## [Exercise data]
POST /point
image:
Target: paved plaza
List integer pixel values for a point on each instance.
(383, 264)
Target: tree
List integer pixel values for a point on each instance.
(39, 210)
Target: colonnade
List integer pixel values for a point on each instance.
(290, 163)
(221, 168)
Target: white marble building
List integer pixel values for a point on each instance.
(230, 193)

...

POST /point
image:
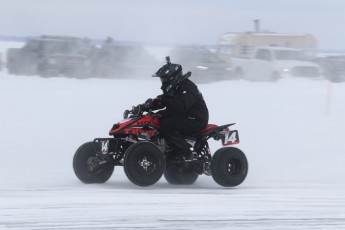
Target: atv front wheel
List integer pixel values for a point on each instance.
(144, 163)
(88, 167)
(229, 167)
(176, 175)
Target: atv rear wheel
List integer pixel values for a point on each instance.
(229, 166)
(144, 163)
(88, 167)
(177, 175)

## [What to do]
How many lines in the records above hold the word "Target"? Give only the number.

## [Response area]
6